WHAT IS REQUIRED:
Copy out every line below that contains the string "weathered", treating uppercase and lowercase letters as distinct.

=-=-=

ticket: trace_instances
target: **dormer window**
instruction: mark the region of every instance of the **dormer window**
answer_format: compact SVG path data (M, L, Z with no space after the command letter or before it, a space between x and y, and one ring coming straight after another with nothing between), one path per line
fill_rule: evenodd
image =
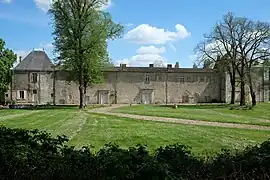
M32 73L32 83L37 83L37 73Z

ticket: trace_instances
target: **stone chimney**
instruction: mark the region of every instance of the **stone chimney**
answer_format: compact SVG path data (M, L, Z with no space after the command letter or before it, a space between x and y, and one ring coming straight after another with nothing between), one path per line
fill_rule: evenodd
M179 62L175 63L175 68L179 68Z

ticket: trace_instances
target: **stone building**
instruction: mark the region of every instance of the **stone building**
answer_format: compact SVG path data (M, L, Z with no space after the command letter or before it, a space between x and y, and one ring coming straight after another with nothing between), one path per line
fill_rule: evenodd
M265 74L265 73L264 73ZM266 73L267 74L267 73ZM261 77L262 82L269 79ZM14 68L6 99L31 104L79 104L78 85L67 72L55 70L43 51L32 51ZM262 83L264 84L264 83ZM256 92L258 101L269 100L269 86ZM165 104L228 102L229 79L213 69L120 67L104 70L104 83L88 88L87 104Z

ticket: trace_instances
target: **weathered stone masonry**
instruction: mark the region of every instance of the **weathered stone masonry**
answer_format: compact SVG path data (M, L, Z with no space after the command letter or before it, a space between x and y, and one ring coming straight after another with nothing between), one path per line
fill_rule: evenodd
M14 69L11 90L6 98L33 104L78 104L79 90L68 82L67 72L54 70L43 51L31 52ZM269 72L268 72L269 73ZM269 78L266 75L265 78ZM120 67L104 71L104 83L88 88L87 104L125 103L198 103L229 101L226 75L211 69ZM259 101L269 100L269 87L264 87ZM260 92L262 93L262 92Z

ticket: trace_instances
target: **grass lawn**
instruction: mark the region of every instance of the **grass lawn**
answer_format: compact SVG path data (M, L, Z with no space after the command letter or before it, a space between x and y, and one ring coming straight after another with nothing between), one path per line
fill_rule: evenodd
M72 108L0 110L0 125L46 130L54 136L65 134L72 138L69 145L93 145L95 150L109 142L124 148L147 144L152 151L160 146L180 143L192 146L193 152L200 154L221 148L241 149L270 137L269 131L139 121Z
M270 103L258 104L252 110L230 110L230 107L230 105L180 105L174 109L172 106L134 105L117 108L113 112L270 126Z

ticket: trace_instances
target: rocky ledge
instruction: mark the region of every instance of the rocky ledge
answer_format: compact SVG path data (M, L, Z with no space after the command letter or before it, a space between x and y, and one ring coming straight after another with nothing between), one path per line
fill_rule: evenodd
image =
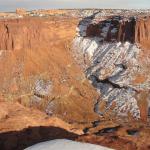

=-=-=

PROBLEM SOLUTION:
target: **weathered stone masonry**
instruction: mark the region of every instance of the **weathered stone masonry**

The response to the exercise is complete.